REQUIRED WORK> Change "portable toilet" to "outdoor restroom" in the records from the start through the line containing "x=56, y=517", and give those lines again with nothing else altered.

(Entries from a pointing dataset)
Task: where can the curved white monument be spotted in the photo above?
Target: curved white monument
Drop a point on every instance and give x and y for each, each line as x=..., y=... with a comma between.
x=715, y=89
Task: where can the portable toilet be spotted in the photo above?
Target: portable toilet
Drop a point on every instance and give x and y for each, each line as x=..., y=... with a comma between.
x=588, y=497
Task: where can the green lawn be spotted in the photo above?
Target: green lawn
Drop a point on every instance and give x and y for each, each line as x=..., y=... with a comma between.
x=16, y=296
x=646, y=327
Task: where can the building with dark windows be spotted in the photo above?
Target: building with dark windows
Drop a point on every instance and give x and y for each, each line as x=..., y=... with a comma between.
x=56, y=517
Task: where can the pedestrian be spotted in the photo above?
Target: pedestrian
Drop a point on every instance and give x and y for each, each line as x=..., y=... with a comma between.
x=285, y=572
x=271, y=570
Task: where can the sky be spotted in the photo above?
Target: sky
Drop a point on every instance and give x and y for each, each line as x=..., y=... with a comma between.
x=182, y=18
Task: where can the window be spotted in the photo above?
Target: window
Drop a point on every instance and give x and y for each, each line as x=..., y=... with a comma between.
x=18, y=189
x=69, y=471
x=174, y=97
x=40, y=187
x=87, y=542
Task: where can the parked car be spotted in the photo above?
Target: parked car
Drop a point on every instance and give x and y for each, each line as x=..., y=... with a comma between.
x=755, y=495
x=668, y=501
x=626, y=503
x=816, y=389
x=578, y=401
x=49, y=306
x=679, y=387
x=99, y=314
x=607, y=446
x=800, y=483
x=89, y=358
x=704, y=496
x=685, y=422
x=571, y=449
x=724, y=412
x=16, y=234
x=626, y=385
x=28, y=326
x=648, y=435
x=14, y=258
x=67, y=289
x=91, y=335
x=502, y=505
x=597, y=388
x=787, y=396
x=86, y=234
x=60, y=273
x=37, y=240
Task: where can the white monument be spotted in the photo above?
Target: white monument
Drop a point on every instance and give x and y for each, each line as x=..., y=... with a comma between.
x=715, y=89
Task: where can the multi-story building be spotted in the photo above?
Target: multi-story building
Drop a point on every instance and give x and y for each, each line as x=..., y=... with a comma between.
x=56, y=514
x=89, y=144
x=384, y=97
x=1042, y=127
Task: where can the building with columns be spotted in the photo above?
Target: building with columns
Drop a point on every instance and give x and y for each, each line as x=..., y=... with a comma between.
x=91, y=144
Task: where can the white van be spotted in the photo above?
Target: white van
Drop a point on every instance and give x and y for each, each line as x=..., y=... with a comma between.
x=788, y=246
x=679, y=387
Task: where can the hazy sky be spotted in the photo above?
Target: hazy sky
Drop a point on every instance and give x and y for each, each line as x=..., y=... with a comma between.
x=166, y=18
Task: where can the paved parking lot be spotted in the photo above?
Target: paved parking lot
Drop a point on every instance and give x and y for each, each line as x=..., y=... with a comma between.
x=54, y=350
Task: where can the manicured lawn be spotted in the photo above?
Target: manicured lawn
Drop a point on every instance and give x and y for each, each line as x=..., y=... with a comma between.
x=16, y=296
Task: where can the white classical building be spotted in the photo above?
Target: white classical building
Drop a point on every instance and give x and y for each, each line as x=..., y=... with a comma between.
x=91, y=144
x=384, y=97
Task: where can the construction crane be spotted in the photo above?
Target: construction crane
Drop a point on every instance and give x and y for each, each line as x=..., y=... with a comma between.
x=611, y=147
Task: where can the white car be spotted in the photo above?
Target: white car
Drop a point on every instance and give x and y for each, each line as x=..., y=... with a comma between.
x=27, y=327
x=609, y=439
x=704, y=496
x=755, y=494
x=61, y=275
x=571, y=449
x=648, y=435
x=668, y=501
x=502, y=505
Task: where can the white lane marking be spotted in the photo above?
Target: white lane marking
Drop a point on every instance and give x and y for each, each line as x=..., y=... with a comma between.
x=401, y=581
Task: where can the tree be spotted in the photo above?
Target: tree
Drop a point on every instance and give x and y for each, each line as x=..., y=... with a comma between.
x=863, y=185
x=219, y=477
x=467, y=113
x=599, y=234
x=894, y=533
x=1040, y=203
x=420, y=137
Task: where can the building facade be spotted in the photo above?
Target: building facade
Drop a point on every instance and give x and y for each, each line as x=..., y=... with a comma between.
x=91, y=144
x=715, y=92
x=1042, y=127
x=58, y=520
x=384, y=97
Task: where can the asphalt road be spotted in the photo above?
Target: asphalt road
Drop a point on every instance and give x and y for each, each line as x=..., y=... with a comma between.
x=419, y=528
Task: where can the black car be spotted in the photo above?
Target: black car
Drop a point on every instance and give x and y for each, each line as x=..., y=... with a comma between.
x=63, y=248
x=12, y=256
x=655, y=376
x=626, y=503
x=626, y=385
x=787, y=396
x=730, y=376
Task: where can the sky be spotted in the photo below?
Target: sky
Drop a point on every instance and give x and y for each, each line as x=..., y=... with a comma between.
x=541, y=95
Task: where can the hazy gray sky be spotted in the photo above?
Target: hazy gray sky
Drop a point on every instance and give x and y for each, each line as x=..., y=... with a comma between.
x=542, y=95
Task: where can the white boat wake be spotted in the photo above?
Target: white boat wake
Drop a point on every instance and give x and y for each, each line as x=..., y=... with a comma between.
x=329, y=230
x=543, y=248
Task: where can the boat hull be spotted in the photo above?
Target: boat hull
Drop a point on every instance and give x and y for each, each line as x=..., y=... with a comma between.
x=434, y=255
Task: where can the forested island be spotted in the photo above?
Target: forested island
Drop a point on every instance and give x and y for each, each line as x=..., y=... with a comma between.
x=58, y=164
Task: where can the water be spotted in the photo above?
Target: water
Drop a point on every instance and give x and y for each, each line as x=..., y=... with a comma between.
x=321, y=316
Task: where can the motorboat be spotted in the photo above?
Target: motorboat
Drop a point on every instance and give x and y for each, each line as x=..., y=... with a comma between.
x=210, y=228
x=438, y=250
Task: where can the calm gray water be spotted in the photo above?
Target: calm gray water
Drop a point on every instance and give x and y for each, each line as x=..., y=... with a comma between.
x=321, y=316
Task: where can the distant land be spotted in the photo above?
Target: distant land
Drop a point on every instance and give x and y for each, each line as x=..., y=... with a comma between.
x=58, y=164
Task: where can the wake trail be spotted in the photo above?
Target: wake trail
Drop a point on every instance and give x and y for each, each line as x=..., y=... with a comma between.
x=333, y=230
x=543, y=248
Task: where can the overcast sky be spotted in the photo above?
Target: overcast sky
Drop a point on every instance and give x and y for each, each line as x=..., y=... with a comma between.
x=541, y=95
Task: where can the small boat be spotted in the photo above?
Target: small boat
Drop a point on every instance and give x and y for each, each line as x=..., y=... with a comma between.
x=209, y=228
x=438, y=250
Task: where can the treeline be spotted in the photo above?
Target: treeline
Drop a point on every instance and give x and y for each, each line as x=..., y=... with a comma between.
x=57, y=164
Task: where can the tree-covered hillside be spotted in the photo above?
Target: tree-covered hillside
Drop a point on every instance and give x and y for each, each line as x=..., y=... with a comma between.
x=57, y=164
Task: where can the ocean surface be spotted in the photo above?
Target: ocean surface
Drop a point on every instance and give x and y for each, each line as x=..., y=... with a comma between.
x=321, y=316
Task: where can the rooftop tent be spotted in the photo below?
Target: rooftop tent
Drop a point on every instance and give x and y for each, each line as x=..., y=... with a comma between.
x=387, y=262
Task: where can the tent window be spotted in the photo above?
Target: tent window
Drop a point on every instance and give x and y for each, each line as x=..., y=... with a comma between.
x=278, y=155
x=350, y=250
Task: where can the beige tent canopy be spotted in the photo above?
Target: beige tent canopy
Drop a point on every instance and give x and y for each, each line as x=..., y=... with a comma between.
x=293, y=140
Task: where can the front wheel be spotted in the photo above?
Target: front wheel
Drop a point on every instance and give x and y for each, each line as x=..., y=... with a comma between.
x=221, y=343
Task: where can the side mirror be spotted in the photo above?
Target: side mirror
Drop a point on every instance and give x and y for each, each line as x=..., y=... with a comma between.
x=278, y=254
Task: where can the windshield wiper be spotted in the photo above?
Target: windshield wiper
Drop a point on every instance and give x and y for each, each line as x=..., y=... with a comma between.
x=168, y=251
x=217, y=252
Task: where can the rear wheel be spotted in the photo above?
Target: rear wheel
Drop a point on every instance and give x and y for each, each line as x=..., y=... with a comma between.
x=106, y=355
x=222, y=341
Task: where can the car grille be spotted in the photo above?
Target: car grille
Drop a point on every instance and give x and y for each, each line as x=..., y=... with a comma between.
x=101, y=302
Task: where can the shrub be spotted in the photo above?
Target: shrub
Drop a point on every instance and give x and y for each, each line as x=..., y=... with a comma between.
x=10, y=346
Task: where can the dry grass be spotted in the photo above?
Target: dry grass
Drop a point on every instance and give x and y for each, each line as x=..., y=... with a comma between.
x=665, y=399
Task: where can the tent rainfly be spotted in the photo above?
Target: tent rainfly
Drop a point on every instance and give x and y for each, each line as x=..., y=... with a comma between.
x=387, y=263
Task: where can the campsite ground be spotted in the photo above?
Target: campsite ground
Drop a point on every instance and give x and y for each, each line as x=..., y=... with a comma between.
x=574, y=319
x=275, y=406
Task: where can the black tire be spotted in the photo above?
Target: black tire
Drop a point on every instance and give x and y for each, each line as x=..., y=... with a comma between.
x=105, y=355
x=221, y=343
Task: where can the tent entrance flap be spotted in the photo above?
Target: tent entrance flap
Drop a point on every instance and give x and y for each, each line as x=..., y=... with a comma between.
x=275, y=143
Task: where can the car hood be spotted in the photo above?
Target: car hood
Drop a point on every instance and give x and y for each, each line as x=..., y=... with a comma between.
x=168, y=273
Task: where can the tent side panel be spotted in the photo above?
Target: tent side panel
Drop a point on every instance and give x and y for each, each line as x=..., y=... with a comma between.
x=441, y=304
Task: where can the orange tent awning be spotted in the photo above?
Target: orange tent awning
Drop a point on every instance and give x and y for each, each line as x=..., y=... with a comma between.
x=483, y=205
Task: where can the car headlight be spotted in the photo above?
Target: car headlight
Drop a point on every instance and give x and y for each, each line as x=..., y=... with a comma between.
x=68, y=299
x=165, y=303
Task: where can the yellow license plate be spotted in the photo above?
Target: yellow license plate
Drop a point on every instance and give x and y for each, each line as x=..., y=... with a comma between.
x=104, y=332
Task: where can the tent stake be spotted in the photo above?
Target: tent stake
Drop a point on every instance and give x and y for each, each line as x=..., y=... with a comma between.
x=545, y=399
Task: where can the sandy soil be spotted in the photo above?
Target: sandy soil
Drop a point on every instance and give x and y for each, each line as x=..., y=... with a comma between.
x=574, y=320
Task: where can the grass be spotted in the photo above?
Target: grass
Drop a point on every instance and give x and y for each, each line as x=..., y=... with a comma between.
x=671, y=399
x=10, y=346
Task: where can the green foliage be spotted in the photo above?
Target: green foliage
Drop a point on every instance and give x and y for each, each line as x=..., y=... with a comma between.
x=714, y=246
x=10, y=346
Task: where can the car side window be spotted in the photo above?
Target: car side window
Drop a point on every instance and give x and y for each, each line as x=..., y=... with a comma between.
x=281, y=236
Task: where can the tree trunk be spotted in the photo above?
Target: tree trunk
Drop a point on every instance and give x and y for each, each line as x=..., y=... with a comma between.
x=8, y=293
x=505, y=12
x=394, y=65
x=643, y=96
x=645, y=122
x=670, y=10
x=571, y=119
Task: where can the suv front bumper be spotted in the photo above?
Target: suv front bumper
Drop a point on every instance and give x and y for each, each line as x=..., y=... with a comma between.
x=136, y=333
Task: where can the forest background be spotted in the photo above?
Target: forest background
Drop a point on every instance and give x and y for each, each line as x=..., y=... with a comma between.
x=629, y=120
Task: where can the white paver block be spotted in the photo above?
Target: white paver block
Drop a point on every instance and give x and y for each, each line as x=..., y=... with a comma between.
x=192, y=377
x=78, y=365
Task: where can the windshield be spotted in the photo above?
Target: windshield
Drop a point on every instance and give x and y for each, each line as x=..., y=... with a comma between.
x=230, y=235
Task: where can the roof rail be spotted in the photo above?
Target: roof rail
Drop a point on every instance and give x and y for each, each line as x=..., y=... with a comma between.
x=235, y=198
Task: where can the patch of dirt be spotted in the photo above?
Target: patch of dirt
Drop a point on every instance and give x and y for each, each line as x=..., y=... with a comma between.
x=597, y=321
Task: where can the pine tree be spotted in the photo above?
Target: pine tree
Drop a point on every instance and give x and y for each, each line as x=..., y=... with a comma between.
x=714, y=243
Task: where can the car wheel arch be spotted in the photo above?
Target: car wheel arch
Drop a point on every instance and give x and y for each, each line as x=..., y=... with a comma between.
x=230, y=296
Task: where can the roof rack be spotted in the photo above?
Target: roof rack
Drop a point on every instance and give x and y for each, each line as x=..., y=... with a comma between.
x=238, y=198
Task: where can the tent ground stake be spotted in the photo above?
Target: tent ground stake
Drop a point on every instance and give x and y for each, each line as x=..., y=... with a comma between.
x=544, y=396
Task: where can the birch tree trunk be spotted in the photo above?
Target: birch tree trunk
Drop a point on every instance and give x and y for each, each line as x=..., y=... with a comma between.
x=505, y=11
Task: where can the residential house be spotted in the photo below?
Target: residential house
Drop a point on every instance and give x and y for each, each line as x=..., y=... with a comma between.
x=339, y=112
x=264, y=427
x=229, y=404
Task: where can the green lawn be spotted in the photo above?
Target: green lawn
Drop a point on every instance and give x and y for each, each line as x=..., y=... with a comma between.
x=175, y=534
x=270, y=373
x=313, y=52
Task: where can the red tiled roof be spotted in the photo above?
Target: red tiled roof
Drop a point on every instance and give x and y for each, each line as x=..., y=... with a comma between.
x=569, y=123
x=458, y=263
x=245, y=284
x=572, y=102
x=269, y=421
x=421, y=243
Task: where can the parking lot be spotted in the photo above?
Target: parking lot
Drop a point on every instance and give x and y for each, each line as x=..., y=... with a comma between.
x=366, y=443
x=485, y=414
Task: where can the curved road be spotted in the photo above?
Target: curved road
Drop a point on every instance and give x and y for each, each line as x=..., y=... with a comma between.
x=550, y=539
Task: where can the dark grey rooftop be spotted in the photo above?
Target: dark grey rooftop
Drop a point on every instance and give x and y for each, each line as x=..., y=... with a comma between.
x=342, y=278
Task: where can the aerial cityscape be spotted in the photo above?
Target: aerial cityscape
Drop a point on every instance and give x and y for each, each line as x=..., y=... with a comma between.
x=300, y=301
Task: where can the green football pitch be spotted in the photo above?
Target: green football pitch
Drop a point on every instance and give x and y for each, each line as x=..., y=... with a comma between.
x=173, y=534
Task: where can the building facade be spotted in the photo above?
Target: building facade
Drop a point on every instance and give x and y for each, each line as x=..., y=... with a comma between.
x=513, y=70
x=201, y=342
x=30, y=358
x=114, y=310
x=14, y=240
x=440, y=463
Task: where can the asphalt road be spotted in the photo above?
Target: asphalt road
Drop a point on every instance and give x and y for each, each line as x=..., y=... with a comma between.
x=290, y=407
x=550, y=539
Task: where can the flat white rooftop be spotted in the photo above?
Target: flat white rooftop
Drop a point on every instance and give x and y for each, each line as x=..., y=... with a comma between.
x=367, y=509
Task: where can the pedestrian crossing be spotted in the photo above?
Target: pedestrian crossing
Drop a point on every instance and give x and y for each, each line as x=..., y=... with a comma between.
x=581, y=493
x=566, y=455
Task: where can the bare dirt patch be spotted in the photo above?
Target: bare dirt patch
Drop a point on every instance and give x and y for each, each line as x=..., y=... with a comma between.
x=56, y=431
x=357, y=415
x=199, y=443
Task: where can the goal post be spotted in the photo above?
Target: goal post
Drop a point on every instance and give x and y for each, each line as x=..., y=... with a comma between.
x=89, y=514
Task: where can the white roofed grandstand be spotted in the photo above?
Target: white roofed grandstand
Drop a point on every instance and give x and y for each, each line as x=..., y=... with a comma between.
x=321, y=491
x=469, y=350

EXPECTED OUTPUT>
Task: where can the curved white monument be spotted in the photo above?
Target: curved white monument
Drop a point on every instance and give x and y for each, each line as x=..., y=... with a comma between.
x=715, y=89
Task: where can the outdoor restroom be spotted in the photo above?
Target: outdoor restroom
Drop a point on every instance and give x and y for each, each line as x=..., y=... with a comma between.
x=588, y=497
Task: where can the green lawn be spotted in the photo above?
Target: green lawn
Drop a point on every instance and give x and y for each, each line as x=..., y=... with a comma between.
x=16, y=296
x=646, y=327
Task: where can the building with dark windows be spotted in the photo above?
Target: building with dark windows
Drop a point on every instance and give x and y for each, each line as x=..., y=... with a comma between.
x=56, y=517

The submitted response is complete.